| Exercise inputs |
....

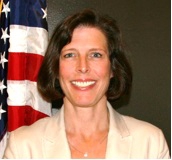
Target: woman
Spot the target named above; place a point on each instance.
(86, 65)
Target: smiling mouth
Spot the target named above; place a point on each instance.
(83, 84)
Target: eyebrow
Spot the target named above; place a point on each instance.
(92, 49)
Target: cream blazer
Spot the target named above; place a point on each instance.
(128, 138)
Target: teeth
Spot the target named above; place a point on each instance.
(83, 84)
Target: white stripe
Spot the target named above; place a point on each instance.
(3, 144)
(28, 39)
(23, 93)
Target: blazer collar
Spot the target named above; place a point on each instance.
(55, 142)
(119, 138)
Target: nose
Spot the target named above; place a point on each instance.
(83, 65)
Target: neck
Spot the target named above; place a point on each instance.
(86, 121)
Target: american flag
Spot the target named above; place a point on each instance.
(24, 38)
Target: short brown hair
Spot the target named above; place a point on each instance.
(120, 83)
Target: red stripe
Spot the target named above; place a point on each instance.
(22, 115)
(23, 66)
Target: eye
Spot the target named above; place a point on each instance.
(69, 55)
(96, 55)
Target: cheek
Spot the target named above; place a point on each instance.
(103, 70)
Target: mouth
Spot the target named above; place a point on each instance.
(83, 83)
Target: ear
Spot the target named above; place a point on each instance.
(111, 74)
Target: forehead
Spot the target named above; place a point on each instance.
(88, 34)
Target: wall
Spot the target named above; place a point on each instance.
(146, 29)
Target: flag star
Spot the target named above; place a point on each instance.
(3, 60)
(2, 86)
(4, 35)
(6, 9)
(45, 13)
(1, 110)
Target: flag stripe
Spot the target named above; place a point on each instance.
(27, 116)
(28, 13)
(26, 93)
(28, 39)
(26, 66)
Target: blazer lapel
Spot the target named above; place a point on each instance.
(119, 138)
(55, 144)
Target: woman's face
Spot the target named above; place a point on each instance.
(85, 68)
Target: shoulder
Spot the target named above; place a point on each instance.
(41, 126)
(139, 126)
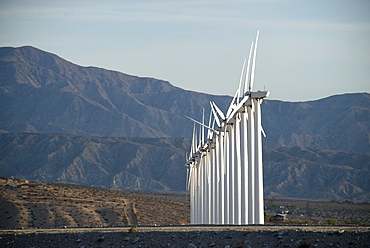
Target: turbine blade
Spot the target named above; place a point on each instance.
(240, 80)
(254, 63)
(203, 128)
(195, 121)
(232, 104)
(219, 111)
(247, 74)
(215, 115)
(236, 109)
(263, 132)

....

| Exercise goal |
Can you format the material as a numbered list, beginning at the line that contains "Target: forehead" and running through the last line of the material, with blank lines omitted? Leave the pictures out.

| Solved problem |
1. Target: forehead
2. Spot the target named above; place a point on each instance.
3. (88, 34)
4. Target: wall
5. Spot the target named above; place a point on each instance.
6. (146, 29)
7. Target: flag star
8. Spot the target named above; place a point on each instance.
9. (3, 60)
10. (2, 86)
11. (4, 35)
12. (6, 9)
13. (45, 13)
14. (1, 110)
15. Target: flag stripe
16. Spot the target named above; place a point on each instance.
17. (27, 116)
18. (28, 13)
19. (26, 93)
20. (28, 39)
21. (26, 66)
22. Target: blazer lapel
23. Spot the target named above; place a point on each instance.
24. (119, 138)
25. (55, 144)
26. Target: woman's face
27. Spot the target named above; place a point on each instance.
28. (85, 68)
29. Target: shoulder
30. Spot the target named above; place a point on each instance.
31. (41, 126)
32. (139, 126)
33. Target: turbine blade
34. Spot the target named above; place a point on each instance.
35. (240, 80)
36. (254, 63)
37. (203, 128)
38. (195, 121)
39. (232, 104)
40. (219, 111)
41. (247, 74)
42. (215, 115)
43. (236, 109)
44. (263, 132)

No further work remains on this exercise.